===== Given entries =====
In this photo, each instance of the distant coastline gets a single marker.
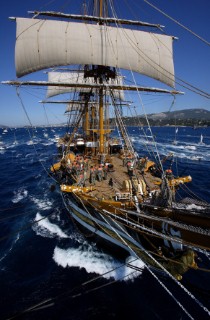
(196, 118)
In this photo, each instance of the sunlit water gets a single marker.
(51, 259)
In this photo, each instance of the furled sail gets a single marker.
(42, 44)
(75, 77)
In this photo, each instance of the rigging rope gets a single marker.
(177, 22)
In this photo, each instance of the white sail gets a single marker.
(42, 44)
(75, 77)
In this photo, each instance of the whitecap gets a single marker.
(47, 229)
(42, 204)
(20, 194)
(97, 262)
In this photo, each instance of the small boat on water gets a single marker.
(123, 199)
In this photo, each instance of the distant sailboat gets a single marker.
(126, 202)
(175, 141)
(201, 140)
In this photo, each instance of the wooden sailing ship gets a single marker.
(122, 199)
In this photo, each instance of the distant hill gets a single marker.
(196, 114)
(187, 117)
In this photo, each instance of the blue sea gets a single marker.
(49, 270)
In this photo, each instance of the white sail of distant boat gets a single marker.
(175, 140)
(201, 140)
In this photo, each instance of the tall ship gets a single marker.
=====
Aim: Give the data above as a numbered list with blank lines left out, and leave any pictures out of your answer.

Worked solution:
1. In this photo, each instance of the distant coastline gets a single marker.
2. (196, 118)
3. In this photo, each instance of the sunlit water gets a single marker.
4. (51, 259)
5. In this photo, each instance of the furled sail gets a single marker.
6. (42, 44)
7. (75, 77)
8. In this photo, each instance of the rigging rope gets a single marker.
9. (177, 22)
10. In this photo, each instance of the white sail gets a single marker.
11. (42, 44)
12. (75, 77)
13. In this photo, each instance of the whitecap gets a single marker.
14. (47, 229)
15. (42, 204)
16. (20, 194)
17. (97, 262)
18. In this photo, each instance of the small boat on water gets a single marker.
19. (123, 199)
20. In this photo, each instance of the distant sailboat gets a single marker.
21. (126, 202)
22. (175, 141)
23. (201, 140)
24. In this photo, each instance of the wooden sailing ship gets a single marker.
25. (122, 199)
26. In this photo, each instance of the distant hill gets a single marker.
27. (196, 114)
28. (187, 117)
29. In this photo, each instance of the blue sea gets a single marker.
30. (49, 270)
31. In this photo, each instance of the white sail of distant boat gets a single marker.
32. (175, 140)
33. (201, 140)
34. In this photo, each instance of the tall ship gets a single marker.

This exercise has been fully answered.